▸ Working data
:::
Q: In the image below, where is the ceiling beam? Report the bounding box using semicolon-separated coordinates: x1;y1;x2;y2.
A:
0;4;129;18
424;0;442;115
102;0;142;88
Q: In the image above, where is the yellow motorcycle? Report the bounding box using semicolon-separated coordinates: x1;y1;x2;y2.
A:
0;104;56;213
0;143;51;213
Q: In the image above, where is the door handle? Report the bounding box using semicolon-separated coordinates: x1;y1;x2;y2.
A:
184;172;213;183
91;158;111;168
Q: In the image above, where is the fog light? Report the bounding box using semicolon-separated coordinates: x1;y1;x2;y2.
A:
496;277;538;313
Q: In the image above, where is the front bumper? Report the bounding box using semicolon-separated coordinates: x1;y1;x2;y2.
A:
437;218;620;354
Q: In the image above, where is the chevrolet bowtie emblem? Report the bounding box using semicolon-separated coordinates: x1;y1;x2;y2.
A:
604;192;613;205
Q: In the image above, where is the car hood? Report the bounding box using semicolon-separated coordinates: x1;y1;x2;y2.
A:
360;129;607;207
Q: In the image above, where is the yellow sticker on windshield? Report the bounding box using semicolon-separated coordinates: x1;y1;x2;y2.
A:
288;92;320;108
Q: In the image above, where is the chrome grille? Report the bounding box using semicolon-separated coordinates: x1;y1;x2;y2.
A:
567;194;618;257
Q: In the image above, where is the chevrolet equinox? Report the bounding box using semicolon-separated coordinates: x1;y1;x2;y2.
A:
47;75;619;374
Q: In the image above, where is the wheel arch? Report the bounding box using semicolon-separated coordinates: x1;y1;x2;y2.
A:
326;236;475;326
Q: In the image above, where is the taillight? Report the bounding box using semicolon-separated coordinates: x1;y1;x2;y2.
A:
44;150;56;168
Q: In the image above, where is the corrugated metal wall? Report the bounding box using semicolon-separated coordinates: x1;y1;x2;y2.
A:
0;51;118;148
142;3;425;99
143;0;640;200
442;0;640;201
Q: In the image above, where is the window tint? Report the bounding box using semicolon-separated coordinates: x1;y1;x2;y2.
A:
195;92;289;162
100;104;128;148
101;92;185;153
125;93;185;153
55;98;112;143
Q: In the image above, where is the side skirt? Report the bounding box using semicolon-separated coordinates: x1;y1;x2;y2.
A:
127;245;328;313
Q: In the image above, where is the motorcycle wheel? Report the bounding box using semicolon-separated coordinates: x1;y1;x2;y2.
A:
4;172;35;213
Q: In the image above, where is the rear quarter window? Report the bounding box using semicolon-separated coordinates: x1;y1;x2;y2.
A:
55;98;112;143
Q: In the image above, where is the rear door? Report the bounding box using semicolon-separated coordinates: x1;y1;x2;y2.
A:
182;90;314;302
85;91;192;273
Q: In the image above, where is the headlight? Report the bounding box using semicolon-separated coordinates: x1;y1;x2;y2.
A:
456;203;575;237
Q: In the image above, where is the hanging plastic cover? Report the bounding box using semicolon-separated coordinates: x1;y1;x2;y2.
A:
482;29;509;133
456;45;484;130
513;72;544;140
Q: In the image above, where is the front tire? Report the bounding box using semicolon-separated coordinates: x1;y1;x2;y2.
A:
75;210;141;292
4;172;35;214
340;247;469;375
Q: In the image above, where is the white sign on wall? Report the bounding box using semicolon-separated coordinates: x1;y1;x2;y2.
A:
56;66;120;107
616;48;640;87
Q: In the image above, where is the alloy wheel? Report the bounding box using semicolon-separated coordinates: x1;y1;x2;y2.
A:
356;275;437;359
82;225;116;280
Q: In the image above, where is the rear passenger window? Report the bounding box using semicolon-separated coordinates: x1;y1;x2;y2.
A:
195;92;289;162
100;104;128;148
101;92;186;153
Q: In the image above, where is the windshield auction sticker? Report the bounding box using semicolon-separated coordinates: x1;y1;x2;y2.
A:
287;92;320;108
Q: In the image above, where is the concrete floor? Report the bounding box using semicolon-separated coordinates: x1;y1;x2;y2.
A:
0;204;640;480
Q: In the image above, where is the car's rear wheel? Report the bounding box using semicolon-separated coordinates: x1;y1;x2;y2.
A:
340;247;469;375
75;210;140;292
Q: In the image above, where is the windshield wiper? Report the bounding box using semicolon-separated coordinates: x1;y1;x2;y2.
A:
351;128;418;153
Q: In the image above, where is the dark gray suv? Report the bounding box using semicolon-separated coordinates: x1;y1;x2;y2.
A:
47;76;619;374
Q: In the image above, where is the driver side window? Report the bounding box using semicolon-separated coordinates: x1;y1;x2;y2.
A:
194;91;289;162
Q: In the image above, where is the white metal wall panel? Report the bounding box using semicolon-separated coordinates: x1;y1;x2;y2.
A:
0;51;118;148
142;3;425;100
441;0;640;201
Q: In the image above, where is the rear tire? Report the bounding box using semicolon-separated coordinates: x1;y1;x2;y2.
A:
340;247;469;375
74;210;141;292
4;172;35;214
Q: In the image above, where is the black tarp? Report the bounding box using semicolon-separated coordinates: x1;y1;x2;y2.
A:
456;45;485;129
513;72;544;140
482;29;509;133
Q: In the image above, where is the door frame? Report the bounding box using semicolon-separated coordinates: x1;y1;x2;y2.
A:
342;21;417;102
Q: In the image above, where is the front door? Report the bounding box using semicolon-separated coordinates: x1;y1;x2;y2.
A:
:::
▸ Given request
Please render all the items above as a numbered list, leaving out blank lines.

▸ Exercise response
1. Q: In the image below, where is the ceiling beam? Report the bounding box using semicolon-separated coordinates: x1;y1;x2;y2.
2. A:
3. 0;4;129;18
4. 424;0;442;115
5. 102;0;142;88
6. Q: In the image above, where is the yellow motorcycle? Report the bounding box using semicolon-separated coordinates: x1;y1;x2;y2.
7. A:
8. 0;104;56;213
9. 0;143;51;213
10. Q: In the image above, where is the door handle? Report the bounding box using semicolon-separated coordinates: x1;y1;x2;y2.
11. A:
12. 184;172;213;183
13. 91;158;111;168
14. Q: In the image above, where is the fog light? Report the bounding box using semicolon-separated coordinates: x1;y1;x2;y2.
15. A:
16. 496;277;538;313
17. Q: In the image above, where is the front bumper? Report the bounding box using semicolon-separated coordinates: x1;y1;x2;y2.
18. A:
19. 437;218;620;354
20. Q: In the image above, where is the chevrolet bowtie emblem? Report the bounding box using semicolon-separated coordinates: x1;y1;x2;y2.
21. A:
22. 604;192;613;205
23. Q: In the image above, where is the car hood? Report the bounding box using semicolon-separated coordinates: x1;y1;x2;y2.
24. A:
25. 360;129;607;207
26. Q: In the image above, where is the yellow sticker on windshield? Report the bounding box using semicolon-separated coordinates: x1;y1;x2;y2.
27. A:
28. 288;92;320;108
29. Q: In the image above, where is the chrome grille? Report the bounding box using semicolon-separated coordinates: x1;y1;x2;y2.
30. A:
31. 567;194;618;257
32. Q: In the image above, where is the chevrolet equinox? Report the bounding box using semicolon-separated coordinates: x1;y1;x2;y2.
33. A:
34. 47;75;619;374
35. Q: In the image above, where is the wheel arch? Report the bounding box using semicolon-separated coordinates: x1;y1;x2;y2.
36. A:
37. 326;236;475;326
38. Q: In the image above, where is the taillight? Report the bounding box using semicolon-separated coordinates: x1;y1;x2;y2.
39. A:
40. 44;150;56;168
41. Q: In the image above, where is the corrugated metal wall? Report the bounding box using semicolon-separated coordinates: x1;y1;x2;y2.
42. A:
43. 0;51;118;148
44. 142;3;425;99
45. 143;0;640;200
46. 442;0;640;201
47. Q: In the image above, where is the window tint? Report the bounding box using semicolon-separated coordinates: x1;y1;x2;y2.
48. A:
49. 195;92;289;162
50. 100;104;128;148
51. 101;92;185;153
52. 125;93;185;153
53. 55;98;112;143
54. Q: In the image above, where is the side skirt? Report the bounding box using semicolon-separated coordinates: x1;y1;x2;y2.
55. A:
56. 127;245;328;313
57. Q: In the image above, where is the motorcycle wheel? Report the bounding box using semicolon-separated coordinates: x1;y1;x2;y2.
58. A:
59. 4;172;35;213
60. Q: In the image above, where is the rear quarter window? Report the bounding box using semicolon-separated coordinates: x1;y1;x2;y2.
61. A:
62. 55;98;112;143
63. Q: In the image above, where is the rear door? Report the bounding box using semicolon-separated coordinates: x1;y1;x2;y2.
64. A:
65. 182;90;314;302
66. 85;91;192;273
67. Q: In the image above, where is the headlight? Report the bounding box using semicolon-separated coordinates: x1;y1;x2;y2.
68. A:
69. 456;203;575;237
70. Q: In the image above, where is the hanging plastic cover? Report the bounding box using semicolon-separated coordinates: x1;y1;x2;y2.
71. A:
72. 482;29;509;133
73. 456;45;484;130
74. 513;72;544;140
75. Q: In the image above, where is the front tire? Report the bounding box using semicolon-separated coordinates: x1;y1;x2;y2.
76. A:
77. 75;210;141;292
78. 4;172;35;214
79. 340;247;469;375
80. Q: In the image above, where is the white sign on wall? Report the bounding box using semicolon-separated coordinates: x1;y1;x2;y2.
81. A:
82. 56;66;120;107
83. 616;48;640;87
84. Q: In the image above, where is the alloy wheel? Report the bounding box using semicolon-separated coordinates: x1;y1;x2;y2.
85. A:
86. 356;275;437;359
87. 82;225;116;280
88. Q: In the image above, where is the rear passenger window? Report the bounding box using semicolon-separated coordinates: x1;y1;x2;y2.
89. A:
90. 195;92;289;162
91. 100;104;128;148
92. 101;92;186;153
93. Q: In the image above, where is the windshield auction sticker? Report the bounding box using semicolon-separated coordinates: x1;y1;x2;y2.
94. A:
95. 287;92;320;108
96. Q: In the image above, where is the concrete floor? Report the bounding box using semicolon-separated coordinates: x1;y1;x2;y2.
97. A:
98. 0;204;640;480
99. Q: In the image above, where is the car's rear wheel? Report the bounding box using semicolon-separated coordinates: x1;y1;x2;y2.
100. A:
101. 340;247;469;375
102. 75;210;140;292
103. Q: In the image above, where is the windshield wiper? Report the bounding box using semicolon-separated coordinates: x1;y1;x2;y2.
104. A:
105. 351;128;418;153
106. Q: In the image above, where is the dark gray suv? Report the bounding box using semicolon-separated coordinates: x1;y1;x2;y2.
107. A:
108. 47;76;619;374
109. Q: In the image above, where is the driver side window? Report the bounding box using semicolon-separated coordinates: x1;y1;x2;y2.
110. A:
111. 194;91;289;162
112. Q: In the image above, where is the white metal wall panel? Report the bounding box using semicolon-separated coordinates: x1;y1;x2;y2.
113. A:
114. 0;51;118;148
115. 142;3;425;100
116. 441;0;640;201
117. Q: In the image above, where is the rear tire? Report the bounding box using semicolon-separated coordinates: x1;y1;x2;y2.
118. A:
119. 340;247;469;375
120. 74;210;141;292
121. 4;172;35;214
122. Q: In the image above, where is the black tarp? Report the bounding box using semicolon-separated coordinates: x1;y1;x2;y2.
123. A:
124. 456;45;485;129
125. 513;72;544;140
126. 482;29;509;133
127. Q: In the image above, where is the door frame? Report the bounding box using semicolon-separated coordinates: x1;y1;x2;y2.
128. A:
129. 342;21;417;102
130. Q: In the image above, where is the front door? Report the bounding box using semicolon-separated coordinates: x1;y1;x2;y2.
131. A:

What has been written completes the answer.